Description of the task
Translate this sentence from the FMEA text below into Spanish: "The method is straightforward, which means it can be applied in different contexts as needed."

Text excerpt
::::

Last week I wrote about how to carry out a Failure Mode and Effects Analysis (FMEA) before you build a product. The idea is to look ahead to find all the risks you can foresee, and then prevent or mitigate them.
The method is straightforward, which means it can be applied in different contexts as needed. Some organizations, when they get large enough, find it useful to split the FMEA into two parts:
- a Design FMEA (DFMEA) to look specifically at the product design;
- and a Process FMEA (PFMEA) to look at the manufacturing processes that will be needed in order to build the product once it is designed.
So to take last week's example of my friend's suitcase with the flimsy handle, a DFMEA would have evaluated whether the right plastic had been chosen for the job and whether the two little screws were enough to anchor it. But a PFMEA would have asked how the handle with its screws was actually going to be attached to the rest of the suitcase? Will those screws be tightened by hand, or by a machine? What torque will screw them in without either stripping the threads or ripping the fabric? Would it be easier and more reliable to replace the screws with brads, or would that fail more often? And so on.
In other words, in addition to the risks we discussed last week—that a product might fail in use or that someone might get hurt—the PFMEA team must also watch for risks that the manufacturing process might break down and create a bunch of unusable scrap. The kinds of operations where this last risk is a big worry are precisely those which manufacture on such a large scale that they regularly separate DFMEAs from PFMEAs in order to keep both of them a manageable size.
But once you've gone through all this work, found all your relevant risks and prevented the ones that matter, once you are finally into production, then at last you are done. Right?
It depends.
Specifically, it depends on your overall risk profile. Because as soon as you go into production and start selling your product, the first thing you discover is that you didn't foresee everything after all. As one fellow commented on one of my posts in LinkedIn several months ago, "Things will fail in new and exciting ways that were never even thought of during FMEA." And he is absolutely right.
Partly this is because of the sheer cussedness of things, that even when you do the very best you know how to do, there's often some issue you never even thought to explore.

::::

Source material
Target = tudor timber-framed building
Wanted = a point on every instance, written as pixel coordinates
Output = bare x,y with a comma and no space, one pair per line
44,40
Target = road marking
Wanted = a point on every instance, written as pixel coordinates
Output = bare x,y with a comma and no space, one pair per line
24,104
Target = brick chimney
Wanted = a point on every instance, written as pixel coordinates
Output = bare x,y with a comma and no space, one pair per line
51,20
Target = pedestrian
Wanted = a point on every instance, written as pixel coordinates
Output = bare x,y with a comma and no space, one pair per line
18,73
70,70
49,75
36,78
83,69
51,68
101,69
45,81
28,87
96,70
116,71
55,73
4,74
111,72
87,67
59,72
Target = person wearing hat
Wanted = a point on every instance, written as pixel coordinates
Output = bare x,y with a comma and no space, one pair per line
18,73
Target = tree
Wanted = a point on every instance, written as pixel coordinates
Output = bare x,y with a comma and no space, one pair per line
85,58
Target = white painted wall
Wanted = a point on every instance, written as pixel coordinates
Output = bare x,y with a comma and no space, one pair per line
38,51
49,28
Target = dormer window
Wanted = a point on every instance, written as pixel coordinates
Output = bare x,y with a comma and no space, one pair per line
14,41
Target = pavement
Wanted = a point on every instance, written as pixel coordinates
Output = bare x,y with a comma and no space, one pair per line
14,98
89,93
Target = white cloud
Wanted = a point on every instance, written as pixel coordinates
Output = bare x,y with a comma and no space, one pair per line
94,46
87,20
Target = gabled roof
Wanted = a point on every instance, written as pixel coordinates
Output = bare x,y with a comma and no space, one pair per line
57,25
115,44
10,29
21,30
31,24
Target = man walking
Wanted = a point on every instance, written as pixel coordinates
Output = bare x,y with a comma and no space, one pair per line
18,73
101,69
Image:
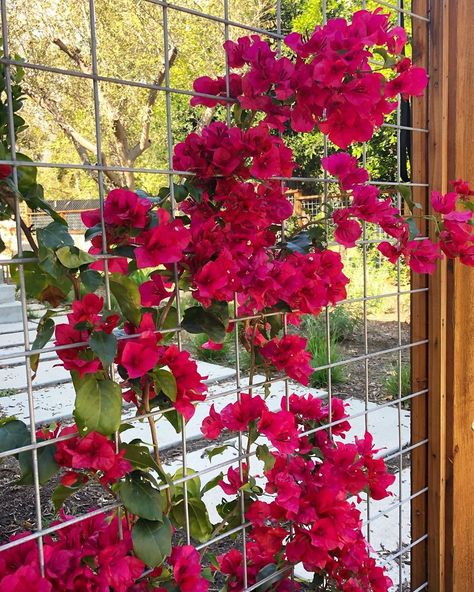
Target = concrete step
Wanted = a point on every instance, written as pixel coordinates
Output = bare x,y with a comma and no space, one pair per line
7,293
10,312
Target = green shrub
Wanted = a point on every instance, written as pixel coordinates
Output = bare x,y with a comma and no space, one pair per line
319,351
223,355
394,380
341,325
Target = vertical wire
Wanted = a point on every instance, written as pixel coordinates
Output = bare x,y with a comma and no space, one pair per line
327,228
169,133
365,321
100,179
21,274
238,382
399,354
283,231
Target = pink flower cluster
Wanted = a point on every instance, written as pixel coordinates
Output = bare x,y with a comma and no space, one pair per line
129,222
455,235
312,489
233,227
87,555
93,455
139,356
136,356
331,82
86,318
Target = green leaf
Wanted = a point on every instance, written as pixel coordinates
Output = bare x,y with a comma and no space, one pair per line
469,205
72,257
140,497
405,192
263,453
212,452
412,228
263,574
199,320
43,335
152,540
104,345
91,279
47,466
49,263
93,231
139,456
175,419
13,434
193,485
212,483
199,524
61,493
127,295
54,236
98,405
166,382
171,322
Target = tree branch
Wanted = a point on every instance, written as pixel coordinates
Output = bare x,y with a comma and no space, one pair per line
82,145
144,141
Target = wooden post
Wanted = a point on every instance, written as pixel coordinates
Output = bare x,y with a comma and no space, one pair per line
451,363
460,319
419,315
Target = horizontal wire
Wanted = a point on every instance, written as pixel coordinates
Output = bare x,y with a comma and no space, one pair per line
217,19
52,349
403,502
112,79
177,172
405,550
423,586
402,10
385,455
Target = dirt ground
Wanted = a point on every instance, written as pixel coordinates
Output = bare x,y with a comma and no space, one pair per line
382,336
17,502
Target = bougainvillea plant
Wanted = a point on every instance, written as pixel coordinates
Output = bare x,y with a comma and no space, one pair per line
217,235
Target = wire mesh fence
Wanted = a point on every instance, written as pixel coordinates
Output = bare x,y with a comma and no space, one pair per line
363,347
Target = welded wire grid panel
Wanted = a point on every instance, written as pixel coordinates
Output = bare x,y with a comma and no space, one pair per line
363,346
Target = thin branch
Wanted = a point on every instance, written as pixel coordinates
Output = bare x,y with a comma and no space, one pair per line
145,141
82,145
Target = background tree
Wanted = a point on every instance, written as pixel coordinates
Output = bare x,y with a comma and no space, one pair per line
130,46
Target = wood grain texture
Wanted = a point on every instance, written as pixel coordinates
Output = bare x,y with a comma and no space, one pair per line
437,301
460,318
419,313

::::

Your solution
El método es sencillo, lo que significa que puede aplicarse en distintos contextos según sea necesario.